[Opening Reading text section]

Here's What You Need To Know Before Doing A Skin Detox

The trend of "detoxing" our bodies has been around for centuries, but it has picked up new steam in the past few years and now seems inextricably linked to diet culture and wellness culture (via Harvard). While it may sound like a healthy and positive thing to "detox," which simply means "removing toxins from the body" (via Healthline), whether or not drinking certain drinks or using certain products or buying certain "cleanses" actually removes anything but money from our wallets is a pretty debatable issue. 

As such, while many skincare products and aesthetician services are hopping on the detox bandwagon and promising to help "detox" your skin the way diets and pills promise to detox your body, there are a few things you should be absolutely clear about before you invest money, time, or expectations into anything that promises to detoxify your skin. Sure, some of these things might actually make your skin look or feel better, but are they actually living up to the detoxifying claims?  

Can skin be detoxed?

Your body already has a pretty impressive system for removing toxins and keeping you as healthy and safe as possible; your lungs, liver, kidneys, and colon all have the ability to remove toxins and "cleanse" themselves (via Healthline). While habits like smoking cigarettes or drinking alcohol excessively can cause lasting damage because you are putting more toxins into your body than these systems can fully and safely eliminate, the answer in those cases is to stop those habits, not go on a juice cleanse. Yet, the diet and "detox" industry rakes in countless dollars promising to undo damage and pull more toxins out of your body than your organs can do on their own. 

While your skin is an organ and absolutely does and can pick up dirt and grime from your everyday living, the idea that you can "detox" it, rather than simply clean it and protect it, is a false one. As Dermatologist Dr. Fayne Frey tells Healthline, "There's no such thing as skin detox from a medical perspective." The solution, instead, is to cleanse it well and safely, and to protect it from environmental hazards like sun damage and poor nutrition or bad habits like smoking, which can damage the outer layer of the dermis. "When people talk about 'detoxing the skin,' it's more about what you can do to the surface to protect your skin from the outside environment more so than clearing out what's on the inside," says Dr. Ross Perry. 

How to better protect and "feed" your skin

While products like a charcoal mask may actually make your skin look brighter and feel cleaner, it's because it simply helped to remove dead skin cells or grime that can clog pores; it hasn't actually "drawn toxins out of your body," as your skin does not, for the most part, eliminate toxins through the skin (via Healthline). As Harvard Health explains, the best thing you can do for your body is to simply give it what it needs to do what it does naturally, meaning eat healthy foods, drink plenty of water, avoid excess alcohol or smoking. 

With regard to your skin, it's the same: cleanse it gently and thoroughly (and there's nothing wrong with that charcoal mask or a professional exfoliation as long as they are well tolerated and not overused) via Healthline. And protect it by using a high quality sunscreen.

There is, however, one situation in which the words "skin detox" make medical sense, and that is if you are using a ton of products and notice that your skin is becoming irritated, or if you are using a prescribed product like a steroid cream and notice it is no longer working, these are good times to give your skin a break from these products for a while. This will allow the skin to heal and to become more receptive to other treatments in the future. In this case, "detox" means "stop adding things," not "try to extract things."

[Closing Reading text section]
[Opening Information section]

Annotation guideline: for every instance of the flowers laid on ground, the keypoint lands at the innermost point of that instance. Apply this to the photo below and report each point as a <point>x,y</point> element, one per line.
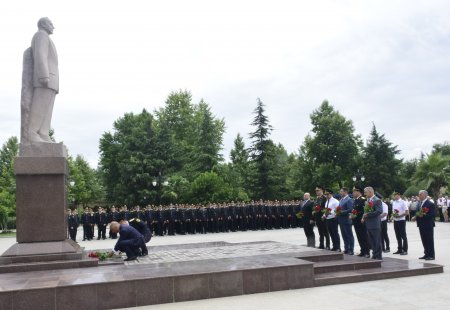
<point>422,212</point>
<point>368,207</point>
<point>299,215</point>
<point>395,214</point>
<point>316,209</point>
<point>100,255</point>
<point>326,212</point>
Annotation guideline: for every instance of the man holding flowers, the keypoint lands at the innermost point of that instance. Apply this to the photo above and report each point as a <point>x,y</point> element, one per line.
<point>371,218</point>
<point>426,211</point>
<point>399,213</point>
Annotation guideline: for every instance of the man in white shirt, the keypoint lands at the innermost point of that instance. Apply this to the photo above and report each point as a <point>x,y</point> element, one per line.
<point>440,204</point>
<point>445,208</point>
<point>384,235</point>
<point>399,212</point>
<point>331,221</point>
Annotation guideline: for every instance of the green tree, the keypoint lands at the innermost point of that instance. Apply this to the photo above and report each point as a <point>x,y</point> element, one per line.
<point>328,155</point>
<point>177,117</point>
<point>263,157</point>
<point>209,187</point>
<point>381,167</point>
<point>8,153</point>
<point>443,148</point>
<point>129,160</point>
<point>239,163</point>
<point>87,186</point>
<point>208,135</point>
<point>433,173</point>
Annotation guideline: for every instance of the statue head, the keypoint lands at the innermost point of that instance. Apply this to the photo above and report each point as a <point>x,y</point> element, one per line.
<point>46,24</point>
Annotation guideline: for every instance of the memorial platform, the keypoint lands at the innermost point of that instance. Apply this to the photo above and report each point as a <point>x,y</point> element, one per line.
<point>174,273</point>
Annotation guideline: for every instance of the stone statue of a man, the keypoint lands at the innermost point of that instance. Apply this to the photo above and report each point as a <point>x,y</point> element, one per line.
<point>40,84</point>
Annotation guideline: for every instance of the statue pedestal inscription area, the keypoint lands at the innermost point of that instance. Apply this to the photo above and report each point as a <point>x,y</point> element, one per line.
<point>41,168</point>
<point>41,185</point>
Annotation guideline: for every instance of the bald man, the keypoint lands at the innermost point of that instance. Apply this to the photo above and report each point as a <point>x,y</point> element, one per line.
<point>130,241</point>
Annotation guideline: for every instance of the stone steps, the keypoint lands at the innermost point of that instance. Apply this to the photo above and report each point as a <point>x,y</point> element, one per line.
<point>348,263</point>
<point>340,272</point>
<point>48,265</point>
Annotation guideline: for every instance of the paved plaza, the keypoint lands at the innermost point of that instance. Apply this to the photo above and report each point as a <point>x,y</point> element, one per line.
<point>420,292</point>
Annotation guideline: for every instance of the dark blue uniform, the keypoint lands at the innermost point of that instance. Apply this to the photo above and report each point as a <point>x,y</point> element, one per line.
<point>130,241</point>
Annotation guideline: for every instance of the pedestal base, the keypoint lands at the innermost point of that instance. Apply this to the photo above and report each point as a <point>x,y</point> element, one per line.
<point>42,251</point>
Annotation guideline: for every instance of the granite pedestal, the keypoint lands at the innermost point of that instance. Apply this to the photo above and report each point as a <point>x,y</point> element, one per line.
<point>196,271</point>
<point>41,201</point>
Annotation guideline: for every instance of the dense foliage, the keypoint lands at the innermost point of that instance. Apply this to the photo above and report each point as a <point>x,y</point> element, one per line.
<point>174,155</point>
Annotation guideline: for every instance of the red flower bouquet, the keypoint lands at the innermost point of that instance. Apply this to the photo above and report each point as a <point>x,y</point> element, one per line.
<point>368,207</point>
<point>316,209</point>
<point>422,212</point>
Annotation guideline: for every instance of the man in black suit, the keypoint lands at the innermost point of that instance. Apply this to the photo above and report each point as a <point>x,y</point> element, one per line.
<point>308,220</point>
<point>373,222</point>
<point>324,235</point>
<point>360,228</point>
<point>426,212</point>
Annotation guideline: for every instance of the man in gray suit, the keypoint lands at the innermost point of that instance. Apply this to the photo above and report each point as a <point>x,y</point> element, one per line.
<point>373,222</point>
<point>45,83</point>
<point>344,221</point>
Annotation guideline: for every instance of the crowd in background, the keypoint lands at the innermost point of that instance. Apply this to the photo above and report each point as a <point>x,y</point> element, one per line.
<point>213,218</point>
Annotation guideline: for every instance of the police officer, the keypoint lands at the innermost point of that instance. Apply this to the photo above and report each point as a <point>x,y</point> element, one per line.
<point>319,203</point>
<point>72,222</point>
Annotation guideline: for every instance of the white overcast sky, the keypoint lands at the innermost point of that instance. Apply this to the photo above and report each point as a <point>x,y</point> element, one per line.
<point>386,62</point>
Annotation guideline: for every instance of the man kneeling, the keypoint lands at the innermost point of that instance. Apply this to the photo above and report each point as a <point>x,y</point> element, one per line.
<point>142,228</point>
<point>130,240</point>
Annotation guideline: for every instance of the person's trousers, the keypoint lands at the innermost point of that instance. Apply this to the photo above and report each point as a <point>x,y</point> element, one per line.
<point>400,234</point>
<point>384,236</point>
<point>323,234</point>
<point>332,227</point>
<point>427,236</point>
<point>361,235</point>
<point>101,231</point>
<point>73,233</point>
<point>309,233</point>
<point>131,246</point>
<point>375,241</point>
<point>347,236</point>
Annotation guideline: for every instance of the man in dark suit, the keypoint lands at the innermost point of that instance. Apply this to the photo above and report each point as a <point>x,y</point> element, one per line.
<point>308,220</point>
<point>344,221</point>
<point>130,241</point>
<point>426,212</point>
<point>360,228</point>
<point>320,201</point>
<point>373,222</point>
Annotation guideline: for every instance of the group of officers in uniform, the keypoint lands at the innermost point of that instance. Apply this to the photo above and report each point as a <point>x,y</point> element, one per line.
<point>326,213</point>
<point>191,219</point>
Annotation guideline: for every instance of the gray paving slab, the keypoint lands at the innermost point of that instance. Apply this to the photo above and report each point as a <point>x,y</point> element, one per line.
<point>389,294</point>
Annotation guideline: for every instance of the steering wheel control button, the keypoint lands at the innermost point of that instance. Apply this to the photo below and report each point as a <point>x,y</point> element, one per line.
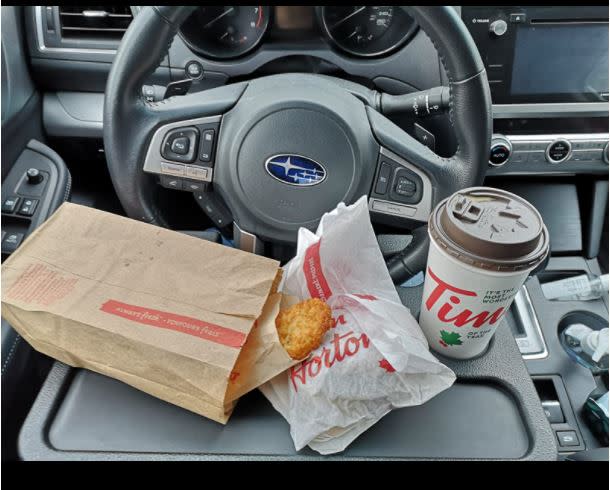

[Closing Information section]

* _What is expected_: In the skin detox text, reproduce everything from "How to better" down to "alcohol or smoking.", copying the wording unchanged.

* _Written solution_:
How to better protect and "feed" your skin

While products like a charcoal mask may actually make your skin look brighter and feel cleaner, it's because it simply helped to remove dead skin cells or grime that can clog pores; it hasn't actually "drawn toxins out of your body," as your skin does not, for the most part, eliminate toxins through the skin (via Healthline). As Harvard Health explains, the best thing you can do for your body is to simply give it what it needs to do what it does naturally, meaning eat healthy foods, drink plenty of water, avoid excess alcohol or smoking.